* Selected extract *

Jacob Tingen: So, let’s jump to the headline. The headline is AG Barr issues two decisions limiting ways immigrants can fight deportation. Pretty accurate headline. We talked about this the last time we had an Immigration Courts episode. What we talked about then was that the Attorney General can just jump in and pluck out any case that’s currently being heard in the Immigration Court. He has this Certification power that allows him to do that. Sometimes the Board, the Panel of Appellate Immigration Judges can send a case over to the Attorney General, but sometimes he can just jump in and pluck them out.

Jacob Tingen: So, what’s interesting here is the decisions that he chose, these aren’t going to be as controversial as other decisions that have been issues. You know, Matter of AB, we mentioned, was very controversial, essentially just overturned years of precedent. Matter of LEA, again, another attempt to, essentially, overturn well-settled law. Not great, not great looks. People tend to be less sympathetic towards people with criminal convictions, and these two cases have to deal with the impact of a criminal history on an immigrant for removal proceedings.

Jacob Tingen: So, I am also a little more understanding that we would deport people with criminal histories, and that was Obama’s general deportation tactic and strategy. Well, if they’ve got criminal histories, they’re a priority for removal. If they don’t, they’re not. I think most people can get behind that. But, at the same time, I’ve also learned that there are unique circumstances in many, many people’s lives, many immigrants lives, that would call for compassion and humanity in the decisions we make, especially if they’ve lived her for a long time, and have US citizen family.

Jacob Tingen: So, this is an opportunity to talk about a form of relief from deportation called Cancellation of Removal, because it will be relevant here, in the conversation we’re about to have. So, Cancellation of Removal is a kind of relief that’s available to people who have been physically present in the United States for a period of 10 years or more, continuously. Haven’t been convicted of certain criminal offenses, and also if they establish that their removal from the country would cause extreme, exceptional hardship to their spouse, parent, or children, who are US citizens. Okay, this is a wonderful, humanitarian form of relief. It’s a redemptive form of relief, I’m a fan.

* Excerpts of pointing data *
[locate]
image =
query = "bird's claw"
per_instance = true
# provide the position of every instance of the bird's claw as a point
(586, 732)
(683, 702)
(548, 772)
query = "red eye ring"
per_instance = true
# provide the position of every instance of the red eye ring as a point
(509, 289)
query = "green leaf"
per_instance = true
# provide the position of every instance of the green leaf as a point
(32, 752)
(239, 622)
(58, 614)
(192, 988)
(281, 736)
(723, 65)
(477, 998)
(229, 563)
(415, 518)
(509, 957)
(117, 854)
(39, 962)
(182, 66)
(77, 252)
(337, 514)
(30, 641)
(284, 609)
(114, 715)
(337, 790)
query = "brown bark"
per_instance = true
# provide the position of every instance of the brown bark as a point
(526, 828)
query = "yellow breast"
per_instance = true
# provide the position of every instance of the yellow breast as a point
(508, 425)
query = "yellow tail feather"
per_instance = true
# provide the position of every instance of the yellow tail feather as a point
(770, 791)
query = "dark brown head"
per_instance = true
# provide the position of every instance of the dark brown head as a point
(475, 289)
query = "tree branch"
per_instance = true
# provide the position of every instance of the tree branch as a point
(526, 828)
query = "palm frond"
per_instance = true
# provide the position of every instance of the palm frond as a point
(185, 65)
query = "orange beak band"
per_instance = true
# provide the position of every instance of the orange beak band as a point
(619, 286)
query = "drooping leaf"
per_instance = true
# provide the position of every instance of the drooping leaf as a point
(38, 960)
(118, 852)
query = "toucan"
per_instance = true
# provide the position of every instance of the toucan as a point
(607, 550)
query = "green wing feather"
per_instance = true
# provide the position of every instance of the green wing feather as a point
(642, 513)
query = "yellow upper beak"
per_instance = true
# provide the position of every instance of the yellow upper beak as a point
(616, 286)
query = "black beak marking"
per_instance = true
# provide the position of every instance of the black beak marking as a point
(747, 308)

* Exercise set *
1/ In the transcript on immigration courts, rewrite the paragraph that begins "So, this is an opportunity to talk about a form of relief" as a short bulleted list that keeps its main facts.
2/ Please answer these questions using the transcript on immigration courts:
(a) What is the name of the power that lets the Attorney General take a case out of the Immigration Court?
(b) Which matter is described as having overturned years of precedent?
(c) How long must a person be continuously present in the United States to qualify for Cancellation of Removal?
3/ List the family members named in the transcript on immigration courts whose hardship can support Cancellation of Removal.

* Response list *
1/
- Cancellation of Removal is a form of relief from deportation.
- It is available to people who have been physically present in the United States continuously for 10 years or more.
- They must not have been convicted of certain criminal offenses.
- They must establish that their removal would cause extreme, exceptional hardship to a spouse, parent, or children who are US citizens.
- The speaker calls it a humanitarian, redemptive form of relief and says he is a fan.

2/
(a) Certification power
(b) Matter of AB
(c) 10 years or more

3/
- Spouse
- Parent
- Children